### [Supplied data]
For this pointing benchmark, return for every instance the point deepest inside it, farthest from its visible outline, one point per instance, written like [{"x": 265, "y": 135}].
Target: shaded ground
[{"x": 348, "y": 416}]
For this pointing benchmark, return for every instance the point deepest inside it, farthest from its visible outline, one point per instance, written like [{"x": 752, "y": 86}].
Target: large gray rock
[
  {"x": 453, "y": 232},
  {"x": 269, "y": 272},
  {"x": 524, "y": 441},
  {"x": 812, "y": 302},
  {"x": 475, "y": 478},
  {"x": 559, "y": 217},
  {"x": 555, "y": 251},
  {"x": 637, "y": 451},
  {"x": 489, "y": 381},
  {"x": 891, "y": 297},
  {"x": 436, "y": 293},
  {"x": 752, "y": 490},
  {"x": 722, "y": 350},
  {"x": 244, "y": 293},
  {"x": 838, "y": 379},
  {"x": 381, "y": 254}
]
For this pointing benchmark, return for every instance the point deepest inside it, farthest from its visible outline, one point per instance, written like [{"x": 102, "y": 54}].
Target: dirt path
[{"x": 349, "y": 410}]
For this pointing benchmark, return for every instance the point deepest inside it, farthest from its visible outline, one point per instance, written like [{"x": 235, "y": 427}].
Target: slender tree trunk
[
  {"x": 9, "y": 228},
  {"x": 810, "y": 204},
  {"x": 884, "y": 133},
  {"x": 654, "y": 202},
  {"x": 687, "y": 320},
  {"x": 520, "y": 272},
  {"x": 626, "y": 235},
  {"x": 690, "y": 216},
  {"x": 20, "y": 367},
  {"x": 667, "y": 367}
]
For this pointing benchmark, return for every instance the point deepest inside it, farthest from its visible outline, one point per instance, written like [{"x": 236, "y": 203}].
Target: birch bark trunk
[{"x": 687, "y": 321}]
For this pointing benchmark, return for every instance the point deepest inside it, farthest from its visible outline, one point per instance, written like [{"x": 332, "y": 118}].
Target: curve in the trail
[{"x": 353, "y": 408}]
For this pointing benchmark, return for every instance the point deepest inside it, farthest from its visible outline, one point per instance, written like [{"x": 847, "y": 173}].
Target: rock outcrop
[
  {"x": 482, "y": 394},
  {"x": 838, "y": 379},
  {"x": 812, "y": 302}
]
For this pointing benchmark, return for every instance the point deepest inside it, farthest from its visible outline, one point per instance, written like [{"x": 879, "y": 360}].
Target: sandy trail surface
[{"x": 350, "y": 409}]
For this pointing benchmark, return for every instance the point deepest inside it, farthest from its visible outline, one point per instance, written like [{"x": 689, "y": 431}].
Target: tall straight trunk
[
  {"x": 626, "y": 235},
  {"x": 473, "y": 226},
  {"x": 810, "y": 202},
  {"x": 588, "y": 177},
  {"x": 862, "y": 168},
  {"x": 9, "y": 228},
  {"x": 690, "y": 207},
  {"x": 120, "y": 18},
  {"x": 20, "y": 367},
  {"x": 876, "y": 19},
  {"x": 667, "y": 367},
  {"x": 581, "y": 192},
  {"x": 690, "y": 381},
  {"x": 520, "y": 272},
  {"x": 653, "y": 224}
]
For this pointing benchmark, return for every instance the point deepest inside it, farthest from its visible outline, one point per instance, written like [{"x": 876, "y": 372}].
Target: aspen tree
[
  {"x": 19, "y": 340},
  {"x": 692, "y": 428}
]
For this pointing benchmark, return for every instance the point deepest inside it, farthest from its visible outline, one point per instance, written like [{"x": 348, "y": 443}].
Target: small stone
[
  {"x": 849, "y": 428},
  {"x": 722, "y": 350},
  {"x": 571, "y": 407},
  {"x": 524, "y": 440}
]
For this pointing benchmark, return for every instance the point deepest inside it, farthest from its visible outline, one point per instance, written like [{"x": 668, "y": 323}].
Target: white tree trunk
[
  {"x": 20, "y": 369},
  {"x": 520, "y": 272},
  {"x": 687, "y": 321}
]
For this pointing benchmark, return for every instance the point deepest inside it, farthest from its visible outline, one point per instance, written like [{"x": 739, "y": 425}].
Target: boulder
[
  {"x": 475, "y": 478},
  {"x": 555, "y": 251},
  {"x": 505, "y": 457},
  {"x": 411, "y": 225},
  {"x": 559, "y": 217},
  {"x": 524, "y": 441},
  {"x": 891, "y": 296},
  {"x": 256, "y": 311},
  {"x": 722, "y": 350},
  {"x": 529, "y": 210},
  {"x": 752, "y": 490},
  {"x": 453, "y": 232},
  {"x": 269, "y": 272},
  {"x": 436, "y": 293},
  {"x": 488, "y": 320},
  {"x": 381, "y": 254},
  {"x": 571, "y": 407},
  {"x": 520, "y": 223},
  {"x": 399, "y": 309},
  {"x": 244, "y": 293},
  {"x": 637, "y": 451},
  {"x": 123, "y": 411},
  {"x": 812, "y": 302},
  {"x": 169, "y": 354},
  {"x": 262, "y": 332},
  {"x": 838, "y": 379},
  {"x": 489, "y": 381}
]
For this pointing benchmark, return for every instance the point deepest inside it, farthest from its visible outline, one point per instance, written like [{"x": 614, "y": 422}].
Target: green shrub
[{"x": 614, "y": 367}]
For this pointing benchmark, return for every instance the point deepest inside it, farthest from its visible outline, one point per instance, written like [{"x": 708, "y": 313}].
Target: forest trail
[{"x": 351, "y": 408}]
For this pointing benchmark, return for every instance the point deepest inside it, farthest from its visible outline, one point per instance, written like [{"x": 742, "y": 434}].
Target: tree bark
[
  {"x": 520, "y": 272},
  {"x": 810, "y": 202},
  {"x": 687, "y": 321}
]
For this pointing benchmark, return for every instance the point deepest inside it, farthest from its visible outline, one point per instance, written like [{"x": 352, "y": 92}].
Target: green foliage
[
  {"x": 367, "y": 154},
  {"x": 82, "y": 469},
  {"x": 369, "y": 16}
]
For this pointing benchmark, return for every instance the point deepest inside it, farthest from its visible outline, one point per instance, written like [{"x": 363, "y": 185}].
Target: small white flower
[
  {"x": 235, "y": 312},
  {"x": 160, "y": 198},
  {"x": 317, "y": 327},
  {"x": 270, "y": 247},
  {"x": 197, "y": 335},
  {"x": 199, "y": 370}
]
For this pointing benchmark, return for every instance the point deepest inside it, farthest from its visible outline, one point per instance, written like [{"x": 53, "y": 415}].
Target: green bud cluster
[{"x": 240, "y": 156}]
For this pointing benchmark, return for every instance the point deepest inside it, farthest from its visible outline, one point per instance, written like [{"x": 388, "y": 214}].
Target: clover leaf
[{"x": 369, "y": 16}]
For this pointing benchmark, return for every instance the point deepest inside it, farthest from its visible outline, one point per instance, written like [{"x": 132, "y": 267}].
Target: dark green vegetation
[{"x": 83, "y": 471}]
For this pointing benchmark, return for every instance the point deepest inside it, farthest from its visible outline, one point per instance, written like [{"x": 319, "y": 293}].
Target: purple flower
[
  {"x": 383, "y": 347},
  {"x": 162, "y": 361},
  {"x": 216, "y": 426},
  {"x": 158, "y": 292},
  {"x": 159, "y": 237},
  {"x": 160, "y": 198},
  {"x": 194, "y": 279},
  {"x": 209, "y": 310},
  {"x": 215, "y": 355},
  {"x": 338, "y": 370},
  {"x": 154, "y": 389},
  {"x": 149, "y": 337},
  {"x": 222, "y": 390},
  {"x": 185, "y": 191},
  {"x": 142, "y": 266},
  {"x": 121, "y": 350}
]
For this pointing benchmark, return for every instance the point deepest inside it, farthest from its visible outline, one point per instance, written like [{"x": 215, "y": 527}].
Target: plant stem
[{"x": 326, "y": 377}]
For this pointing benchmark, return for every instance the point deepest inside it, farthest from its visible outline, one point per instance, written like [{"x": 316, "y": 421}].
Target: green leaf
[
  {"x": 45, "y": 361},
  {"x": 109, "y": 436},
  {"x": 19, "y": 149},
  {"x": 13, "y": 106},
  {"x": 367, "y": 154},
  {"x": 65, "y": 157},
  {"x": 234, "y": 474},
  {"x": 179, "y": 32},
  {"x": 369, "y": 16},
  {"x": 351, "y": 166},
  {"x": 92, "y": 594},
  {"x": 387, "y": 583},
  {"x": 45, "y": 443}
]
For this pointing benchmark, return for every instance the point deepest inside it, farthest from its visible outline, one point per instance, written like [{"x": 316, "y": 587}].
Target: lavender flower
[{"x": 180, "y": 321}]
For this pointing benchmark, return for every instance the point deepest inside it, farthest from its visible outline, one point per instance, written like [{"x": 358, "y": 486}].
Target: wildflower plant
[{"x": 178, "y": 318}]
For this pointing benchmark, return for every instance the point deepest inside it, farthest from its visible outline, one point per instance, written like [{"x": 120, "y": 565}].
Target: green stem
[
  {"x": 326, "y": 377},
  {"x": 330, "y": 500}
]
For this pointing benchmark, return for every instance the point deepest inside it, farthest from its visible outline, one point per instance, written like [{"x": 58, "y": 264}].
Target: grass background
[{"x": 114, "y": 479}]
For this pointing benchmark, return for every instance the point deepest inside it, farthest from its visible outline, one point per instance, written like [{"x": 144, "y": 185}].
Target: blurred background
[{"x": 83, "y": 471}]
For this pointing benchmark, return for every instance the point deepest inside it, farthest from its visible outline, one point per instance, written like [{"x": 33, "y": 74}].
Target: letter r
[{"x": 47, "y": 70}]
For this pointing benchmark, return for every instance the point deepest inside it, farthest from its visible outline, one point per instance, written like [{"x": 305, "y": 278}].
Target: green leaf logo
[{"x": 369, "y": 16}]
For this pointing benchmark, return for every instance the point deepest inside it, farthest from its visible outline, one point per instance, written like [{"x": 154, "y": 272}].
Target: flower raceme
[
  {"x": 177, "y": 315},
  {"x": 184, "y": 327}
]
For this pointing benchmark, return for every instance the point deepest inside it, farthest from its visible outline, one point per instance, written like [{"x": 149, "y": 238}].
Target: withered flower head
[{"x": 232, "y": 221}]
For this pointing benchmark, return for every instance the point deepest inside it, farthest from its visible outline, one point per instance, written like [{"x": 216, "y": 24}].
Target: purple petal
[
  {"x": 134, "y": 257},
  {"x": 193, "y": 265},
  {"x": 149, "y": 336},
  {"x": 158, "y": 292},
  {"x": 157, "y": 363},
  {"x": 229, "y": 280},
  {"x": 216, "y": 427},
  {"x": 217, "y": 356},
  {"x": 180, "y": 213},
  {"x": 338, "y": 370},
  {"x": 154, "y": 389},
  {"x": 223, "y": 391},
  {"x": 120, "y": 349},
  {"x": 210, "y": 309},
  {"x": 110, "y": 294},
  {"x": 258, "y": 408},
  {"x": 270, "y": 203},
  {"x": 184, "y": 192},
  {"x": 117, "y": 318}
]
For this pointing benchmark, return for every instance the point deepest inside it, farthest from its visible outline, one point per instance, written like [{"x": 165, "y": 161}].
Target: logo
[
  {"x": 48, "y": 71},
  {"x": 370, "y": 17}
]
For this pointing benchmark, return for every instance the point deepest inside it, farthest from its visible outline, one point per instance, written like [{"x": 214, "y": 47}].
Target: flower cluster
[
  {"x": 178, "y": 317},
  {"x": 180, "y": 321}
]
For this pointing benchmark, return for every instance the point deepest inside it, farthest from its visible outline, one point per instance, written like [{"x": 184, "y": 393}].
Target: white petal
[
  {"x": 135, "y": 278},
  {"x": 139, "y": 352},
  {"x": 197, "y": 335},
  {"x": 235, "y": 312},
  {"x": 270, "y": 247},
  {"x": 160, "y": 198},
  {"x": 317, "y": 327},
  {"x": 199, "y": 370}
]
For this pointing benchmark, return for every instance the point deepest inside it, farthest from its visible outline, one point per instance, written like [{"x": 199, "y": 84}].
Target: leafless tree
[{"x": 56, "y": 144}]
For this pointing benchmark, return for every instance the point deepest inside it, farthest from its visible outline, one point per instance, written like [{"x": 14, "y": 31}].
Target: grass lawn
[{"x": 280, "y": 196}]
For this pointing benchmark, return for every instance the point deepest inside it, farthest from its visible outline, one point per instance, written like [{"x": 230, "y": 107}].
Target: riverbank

### [Problem requirements]
Counting through the items above, how many lines contain the word "trail"? Reply with the number only.

### [Reply]
3